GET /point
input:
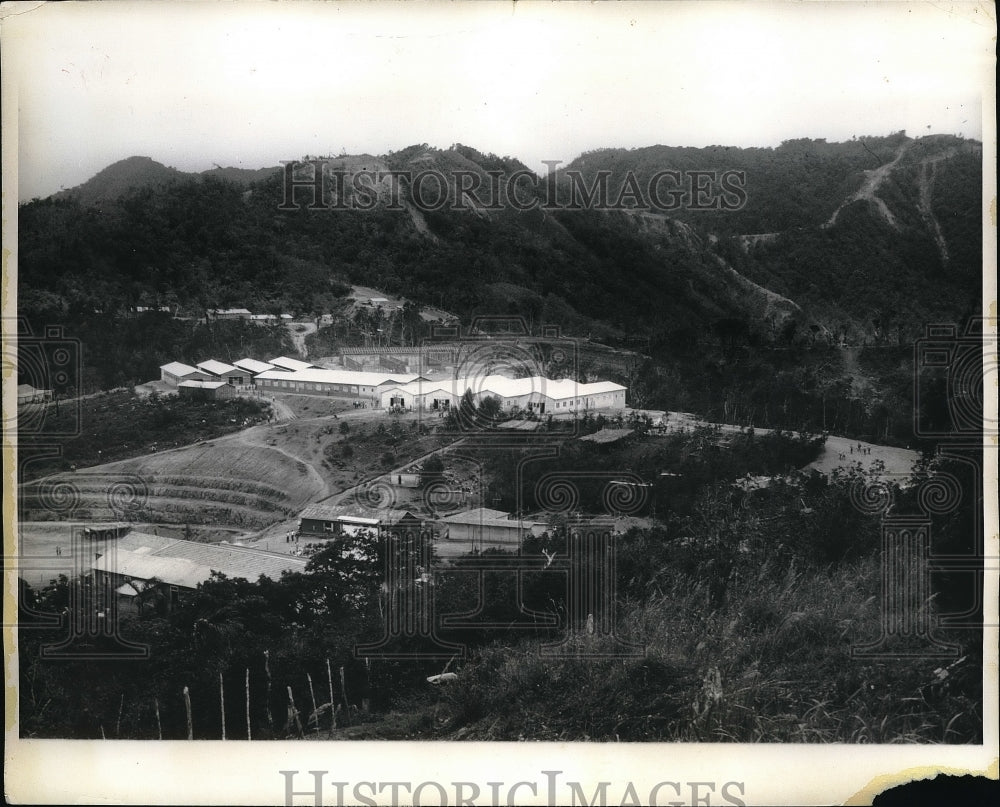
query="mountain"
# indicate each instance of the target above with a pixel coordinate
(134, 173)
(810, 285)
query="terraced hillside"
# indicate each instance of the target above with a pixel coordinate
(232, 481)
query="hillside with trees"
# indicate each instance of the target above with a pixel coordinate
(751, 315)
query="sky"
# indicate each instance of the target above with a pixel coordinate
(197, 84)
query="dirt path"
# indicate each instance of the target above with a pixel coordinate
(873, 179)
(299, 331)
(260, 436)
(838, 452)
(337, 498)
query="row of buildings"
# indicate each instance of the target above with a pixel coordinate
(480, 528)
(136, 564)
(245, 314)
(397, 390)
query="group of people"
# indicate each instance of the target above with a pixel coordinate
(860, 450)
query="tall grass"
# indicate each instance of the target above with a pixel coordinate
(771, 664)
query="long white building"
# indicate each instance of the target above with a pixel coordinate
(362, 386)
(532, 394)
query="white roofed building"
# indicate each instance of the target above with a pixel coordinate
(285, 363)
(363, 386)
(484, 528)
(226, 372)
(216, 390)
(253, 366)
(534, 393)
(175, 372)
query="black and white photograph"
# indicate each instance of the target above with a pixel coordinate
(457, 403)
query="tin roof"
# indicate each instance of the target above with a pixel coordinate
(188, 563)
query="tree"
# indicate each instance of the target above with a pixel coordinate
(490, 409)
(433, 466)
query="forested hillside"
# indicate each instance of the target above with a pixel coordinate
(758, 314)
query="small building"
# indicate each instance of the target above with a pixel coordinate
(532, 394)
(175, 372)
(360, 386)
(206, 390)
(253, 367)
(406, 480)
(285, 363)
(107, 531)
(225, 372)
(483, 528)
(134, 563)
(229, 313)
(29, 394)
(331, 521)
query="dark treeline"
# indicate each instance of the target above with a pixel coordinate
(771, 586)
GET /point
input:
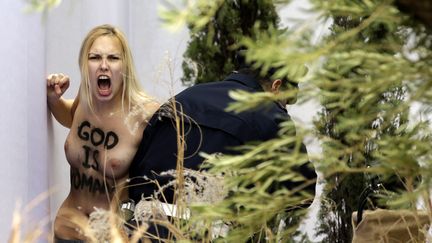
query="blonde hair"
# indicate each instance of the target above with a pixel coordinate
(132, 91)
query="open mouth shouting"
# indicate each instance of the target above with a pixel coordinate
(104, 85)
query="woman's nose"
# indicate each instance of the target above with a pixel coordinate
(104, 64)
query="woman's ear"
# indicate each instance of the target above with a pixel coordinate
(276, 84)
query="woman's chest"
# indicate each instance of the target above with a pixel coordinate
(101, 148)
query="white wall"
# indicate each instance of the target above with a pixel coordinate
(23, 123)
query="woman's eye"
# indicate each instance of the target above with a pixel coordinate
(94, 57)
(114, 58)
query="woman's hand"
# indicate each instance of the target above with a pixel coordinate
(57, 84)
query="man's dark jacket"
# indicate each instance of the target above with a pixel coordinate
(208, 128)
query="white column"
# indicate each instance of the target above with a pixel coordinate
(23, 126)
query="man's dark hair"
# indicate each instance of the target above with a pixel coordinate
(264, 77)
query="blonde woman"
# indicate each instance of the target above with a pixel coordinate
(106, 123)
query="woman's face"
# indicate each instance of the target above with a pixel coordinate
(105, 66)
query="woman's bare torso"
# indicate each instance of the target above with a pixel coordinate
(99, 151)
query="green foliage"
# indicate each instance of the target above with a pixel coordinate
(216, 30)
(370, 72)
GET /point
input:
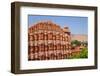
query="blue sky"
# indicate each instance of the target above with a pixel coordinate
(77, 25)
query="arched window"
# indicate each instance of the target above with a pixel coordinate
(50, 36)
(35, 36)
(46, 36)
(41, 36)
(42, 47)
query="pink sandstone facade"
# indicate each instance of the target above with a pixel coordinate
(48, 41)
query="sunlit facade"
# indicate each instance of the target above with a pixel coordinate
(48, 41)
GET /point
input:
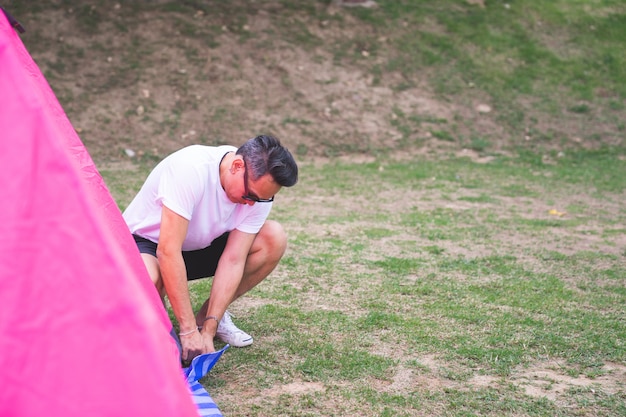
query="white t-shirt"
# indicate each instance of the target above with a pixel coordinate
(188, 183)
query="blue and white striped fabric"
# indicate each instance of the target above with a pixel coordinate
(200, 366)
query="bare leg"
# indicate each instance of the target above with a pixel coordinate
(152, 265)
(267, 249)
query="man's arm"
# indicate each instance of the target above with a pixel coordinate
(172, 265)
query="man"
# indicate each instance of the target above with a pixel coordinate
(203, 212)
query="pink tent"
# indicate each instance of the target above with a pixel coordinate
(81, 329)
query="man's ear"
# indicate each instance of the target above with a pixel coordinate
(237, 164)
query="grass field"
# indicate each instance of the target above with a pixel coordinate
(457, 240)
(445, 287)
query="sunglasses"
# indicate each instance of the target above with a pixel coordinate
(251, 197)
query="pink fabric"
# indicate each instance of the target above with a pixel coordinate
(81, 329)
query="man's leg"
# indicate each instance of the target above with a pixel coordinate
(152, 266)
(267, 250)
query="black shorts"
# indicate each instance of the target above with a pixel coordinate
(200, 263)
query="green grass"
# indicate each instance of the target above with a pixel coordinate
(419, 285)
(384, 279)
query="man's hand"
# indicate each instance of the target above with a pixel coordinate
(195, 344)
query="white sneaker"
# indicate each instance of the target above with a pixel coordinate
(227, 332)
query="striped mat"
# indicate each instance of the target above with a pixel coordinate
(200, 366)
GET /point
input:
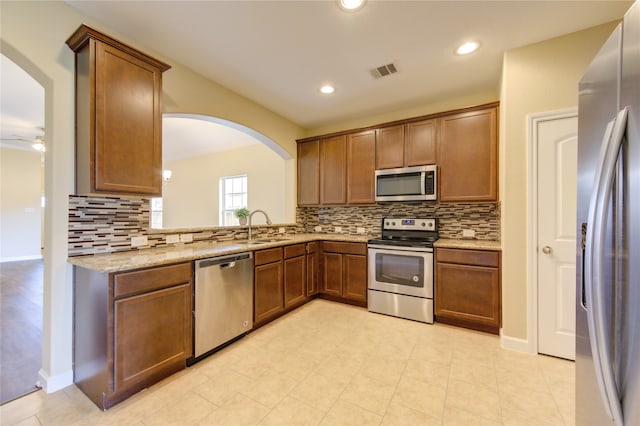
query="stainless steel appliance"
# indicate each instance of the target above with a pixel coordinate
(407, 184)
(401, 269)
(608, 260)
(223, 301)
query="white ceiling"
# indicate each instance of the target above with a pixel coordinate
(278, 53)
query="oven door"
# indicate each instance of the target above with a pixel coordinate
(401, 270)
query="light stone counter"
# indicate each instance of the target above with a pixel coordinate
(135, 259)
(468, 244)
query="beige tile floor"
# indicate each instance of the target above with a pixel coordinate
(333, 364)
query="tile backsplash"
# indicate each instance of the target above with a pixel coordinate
===
▸ AIM OF THE EXERCISE: Copy every line above that contains the string "striped". Letter case must match.

▸ WORKED SOLUTION:
query="blue and white striped fabric"
query="striped mat"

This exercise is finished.